** Opening RECORDS PROVIDED block **

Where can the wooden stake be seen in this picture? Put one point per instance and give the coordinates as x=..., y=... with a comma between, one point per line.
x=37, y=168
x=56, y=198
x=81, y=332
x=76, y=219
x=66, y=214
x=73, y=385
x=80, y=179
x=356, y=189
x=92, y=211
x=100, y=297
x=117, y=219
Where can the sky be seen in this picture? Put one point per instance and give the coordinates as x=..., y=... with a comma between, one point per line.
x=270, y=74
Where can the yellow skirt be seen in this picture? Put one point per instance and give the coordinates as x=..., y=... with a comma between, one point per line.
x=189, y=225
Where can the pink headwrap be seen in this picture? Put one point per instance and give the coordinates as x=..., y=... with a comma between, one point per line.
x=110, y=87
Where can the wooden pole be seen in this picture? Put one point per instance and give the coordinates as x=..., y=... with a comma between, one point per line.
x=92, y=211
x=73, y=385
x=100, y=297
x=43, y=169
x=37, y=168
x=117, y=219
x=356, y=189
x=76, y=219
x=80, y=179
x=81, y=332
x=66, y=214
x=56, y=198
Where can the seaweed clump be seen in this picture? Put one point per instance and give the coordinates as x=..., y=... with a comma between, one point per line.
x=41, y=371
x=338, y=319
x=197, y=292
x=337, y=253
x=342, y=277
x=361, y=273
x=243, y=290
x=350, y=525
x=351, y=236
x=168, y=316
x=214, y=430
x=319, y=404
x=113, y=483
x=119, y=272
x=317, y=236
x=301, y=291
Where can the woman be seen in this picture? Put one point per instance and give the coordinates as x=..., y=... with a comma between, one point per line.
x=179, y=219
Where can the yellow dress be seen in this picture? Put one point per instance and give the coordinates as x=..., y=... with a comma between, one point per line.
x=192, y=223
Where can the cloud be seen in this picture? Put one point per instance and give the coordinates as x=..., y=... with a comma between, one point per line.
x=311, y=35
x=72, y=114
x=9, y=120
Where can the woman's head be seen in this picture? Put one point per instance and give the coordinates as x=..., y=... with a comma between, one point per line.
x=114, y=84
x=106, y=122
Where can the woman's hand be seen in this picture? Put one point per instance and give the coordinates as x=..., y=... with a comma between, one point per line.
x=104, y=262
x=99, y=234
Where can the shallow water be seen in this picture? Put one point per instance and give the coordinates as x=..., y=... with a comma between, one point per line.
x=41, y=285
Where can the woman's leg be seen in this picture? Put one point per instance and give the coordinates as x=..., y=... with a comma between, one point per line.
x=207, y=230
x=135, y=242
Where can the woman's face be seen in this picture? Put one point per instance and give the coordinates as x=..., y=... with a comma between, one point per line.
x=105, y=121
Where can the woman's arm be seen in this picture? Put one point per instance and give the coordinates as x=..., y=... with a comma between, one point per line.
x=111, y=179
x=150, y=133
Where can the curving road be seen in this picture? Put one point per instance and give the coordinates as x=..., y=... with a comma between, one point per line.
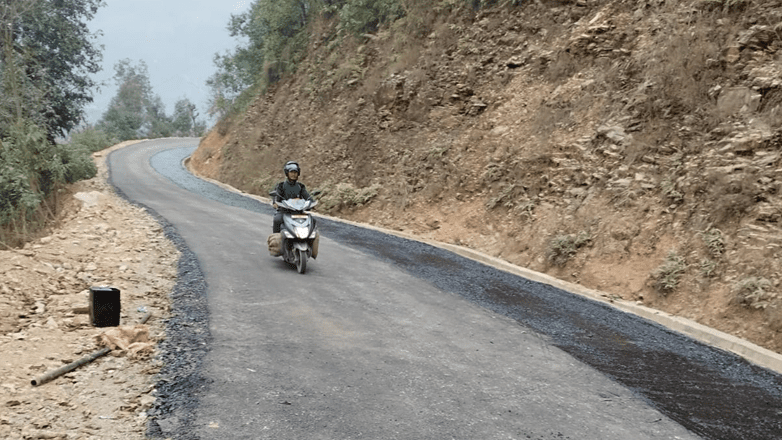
x=385, y=338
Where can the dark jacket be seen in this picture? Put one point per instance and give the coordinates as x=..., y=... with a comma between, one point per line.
x=287, y=190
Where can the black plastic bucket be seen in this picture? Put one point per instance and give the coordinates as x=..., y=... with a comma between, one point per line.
x=104, y=306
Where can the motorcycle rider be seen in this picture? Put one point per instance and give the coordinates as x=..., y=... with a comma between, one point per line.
x=288, y=189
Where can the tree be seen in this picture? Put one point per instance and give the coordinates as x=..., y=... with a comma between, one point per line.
x=48, y=56
x=136, y=112
x=134, y=109
x=184, y=119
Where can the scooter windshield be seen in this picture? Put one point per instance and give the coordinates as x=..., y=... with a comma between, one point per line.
x=297, y=204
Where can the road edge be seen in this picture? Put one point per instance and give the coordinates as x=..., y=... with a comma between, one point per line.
x=747, y=350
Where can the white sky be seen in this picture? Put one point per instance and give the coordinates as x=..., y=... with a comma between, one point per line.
x=176, y=38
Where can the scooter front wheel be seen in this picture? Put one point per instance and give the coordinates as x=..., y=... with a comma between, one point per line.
x=301, y=261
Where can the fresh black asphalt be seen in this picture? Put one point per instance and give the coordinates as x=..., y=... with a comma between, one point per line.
x=714, y=394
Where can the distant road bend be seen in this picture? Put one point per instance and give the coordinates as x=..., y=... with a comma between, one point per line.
x=386, y=338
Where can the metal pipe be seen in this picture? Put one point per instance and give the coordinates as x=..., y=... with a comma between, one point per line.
x=70, y=367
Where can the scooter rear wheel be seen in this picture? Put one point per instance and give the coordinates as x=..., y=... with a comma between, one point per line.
x=301, y=261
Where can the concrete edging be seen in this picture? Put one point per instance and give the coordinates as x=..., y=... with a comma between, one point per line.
x=751, y=352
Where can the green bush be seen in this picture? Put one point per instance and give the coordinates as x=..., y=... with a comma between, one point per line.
x=361, y=16
x=32, y=169
x=91, y=139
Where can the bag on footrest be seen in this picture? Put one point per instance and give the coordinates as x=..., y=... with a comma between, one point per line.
x=275, y=241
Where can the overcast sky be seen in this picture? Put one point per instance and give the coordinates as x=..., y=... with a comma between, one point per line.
x=176, y=38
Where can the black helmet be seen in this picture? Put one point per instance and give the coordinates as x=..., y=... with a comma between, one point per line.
x=291, y=166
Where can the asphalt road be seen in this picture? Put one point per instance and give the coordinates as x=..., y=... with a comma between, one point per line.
x=385, y=338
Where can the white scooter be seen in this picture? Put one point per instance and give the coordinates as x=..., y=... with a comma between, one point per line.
x=298, y=237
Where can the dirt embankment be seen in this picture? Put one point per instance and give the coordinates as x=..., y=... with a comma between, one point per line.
x=632, y=147
x=44, y=294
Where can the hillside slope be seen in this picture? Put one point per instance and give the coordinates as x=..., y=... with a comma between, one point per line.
x=631, y=147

** Closing RECORDS PROVIDED block **

WHAT IS NEEDED - Repeat all of the data above word for word, minus the pictures.

RESPONSE BELOW -
Where can the wooden stake be seen in this picture? Put one point per instance and give the coordinates as x=..., y=... with a comma between, one point per line.
x=37, y=168
x=56, y=198
x=81, y=332
x=76, y=219
x=66, y=214
x=73, y=385
x=80, y=179
x=356, y=189
x=92, y=211
x=100, y=297
x=117, y=219
Where can the sky be seen in this picture? Put one point per instance and give the coordinates as x=..., y=... with a comma between, one point per line.
x=270, y=74
Where can the yellow skirt be seen in this picture? Put one point per instance and give the coordinates as x=..., y=... with a comma between, one point per line.
x=189, y=225
Where can the pink headwrap be seen in this picture? Put one point per instance and give the coordinates as x=..., y=... with a comma between, one point per line.
x=110, y=87
Where can the wooden pole be seen in this picture? Put one point per instance and give the coordinates as x=..., y=... with a comma between, one point per line.
x=92, y=211
x=73, y=385
x=100, y=297
x=43, y=169
x=37, y=168
x=117, y=219
x=356, y=189
x=76, y=219
x=80, y=179
x=81, y=332
x=66, y=214
x=56, y=198
Where can the seaweed clump be seen in this picture? Put one point per instance and give the coordinates as x=..., y=... with a comma between, one point per line.
x=41, y=371
x=338, y=319
x=197, y=292
x=337, y=253
x=342, y=277
x=361, y=273
x=243, y=290
x=350, y=525
x=351, y=236
x=168, y=316
x=214, y=430
x=319, y=404
x=113, y=483
x=119, y=272
x=317, y=236
x=301, y=291
Where can the woman be seen in this picture? Put one point per instance and give the coordinates as x=..., y=... with a comma between, one point per line.
x=179, y=219
Where can the yellow dress be seen in this picture? Put one point per instance and give the coordinates as x=..., y=... with a comma between, one point per line.
x=192, y=223
Where can the cloud be seen in this picture? Put one point per instance and give the coordinates as x=..., y=... with a comma between, one point per line.
x=311, y=35
x=72, y=114
x=9, y=120
Where can the woman's head be seen in this picture? Put one point per instance and give the coordinates as x=..., y=... with a comma between, one point per line.
x=114, y=84
x=106, y=122
Where can the woman's hand be seen in this picture? Put one point per instance and give the coordinates as x=..., y=... with a comma between, one point per line.
x=104, y=262
x=99, y=234
Where can the shallow water be seen in this picture? Put one point per instance and give the coordinates as x=..., y=... with a comma between, one point per line.
x=41, y=285
Where can the woman's leg be seen in this picture? Put one point per instance and give the coordinates as x=..., y=... with a comma between, one point per line.
x=207, y=230
x=135, y=242
Where can the woman's face be seen in this picture? Put one point per instance and give the coordinates as x=..., y=... with a comma between, one point per line.
x=105, y=121
Where can the woman's arm be seen in this picture? Put one point per instance and give the coordinates as x=..., y=... with a comma between, one point per line.
x=111, y=179
x=150, y=133
Where can the curving road be seen in this picture? Put one point per instance and give the coordinates as x=..., y=... with a comma between, one point per line.
x=385, y=338
Where can the dark jacket be seen in this picture? Put one point per instance and give the coordinates as x=..., y=... with a comma between, one point per line.
x=287, y=190
Where can the black plastic bucket be seen in this picture? Put one point per instance and give the coordinates as x=..., y=... with a comma between, one point per line.
x=104, y=306
Where can the motorcycle rider be seen in this picture? Put one point per instance and give the coordinates as x=..., y=... with a comma between, one point per line.
x=288, y=189
Where can the tree be seen in this picture? Put one point per instance and give the coordinates as x=..., y=... with a comma between, one point per line.
x=48, y=56
x=136, y=112
x=134, y=109
x=184, y=119
Where can the scooter windshield be seen in this picture? Put one point per instance and give the coordinates as x=..., y=... with a comma between, one point per line.
x=297, y=204
Where can the road edge be seen in this picture? Put one point per instance and give the coordinates as x=..., y=... with a comma between, one point per line.
x=747, y=350
Where can the white sky be seen in this picture? Put one point per instance and give the coordinates as x=..., y=... with a comma between, one point per line.
x=176, y=38
Where can the scooter front wheel be seen in this picture? Put one point per instance and give the coordinates as x=..., y=... with a comma between, one point per line.
x=301, y=261
Where can the fresh black asphalt be seen in this picture? Put one point per instance and give the coordinates as x=..., y=... with a comma between, one point per line.
x=714, y=394
Where can the distant road bend be seen in this picture? Put one point per instance and give the coordinates as x=..., y=... with a comma between, one point per line.
x=386, y=338
Where can the metal pipe be seen in this picture? Put one point per instance and give the coordinates as x=..., y=... with a comma between, one point per line.
x=70, y=367
Where can the scooter rear wheel be seen in this picture? Put one point per instance and give the coordinates as x=..., y=... with a comma between, one point per line.
x=301, y=261
Where can the concrete edging be seen in this picture? Put one point per instance and give the coordinates as x=..., y=... with a comma between, one point per line.
x=751, y=352
Where can the green bush be seen in this picture? Put one point per instance and give the coordinates as x=..., y=... with a comma between, one point per line.
x=361, y=16
x=32, y=169
x=91, y=139
Where can the bag on footrest be seen in this picture? Put one point per instance and give the coordinates as x=..., y=... with a comma between, one point per line.
x=275, y=241
Where can the overcast sky be seen in this picture? Put one point per instance and give the coordinates as x=..., y=... with a comma between, one point per line.
x=176, y=38
Where can the black helmet be seen in this picture? Put one point per instance and give the coordinates as x=..., y=... with a comma between, one point per line.
x=291, y=166
Where can the asphalt road be seen in this picture? Put one point per instance and give the coordinates as x=..., y=... with a comma between, one point per line.
x=385, y=338
Where can the white scooter be seen in this picture? Put one point per instance and give the coordinates as x=..., y=... with a comma between, one point per line.
x=298, y=237
Where can the dirt embankment be seen in this picture? Put one point per instance and give the coordinates as x=..., y=... with a comma between, one point per line.
x=632, y=147
x=44, y=294
Where can the hillside slope be seen in this picture? Put one point per instance and give the coordinates as x=..., y=... with a comma between, one point per line.
x=631, y=147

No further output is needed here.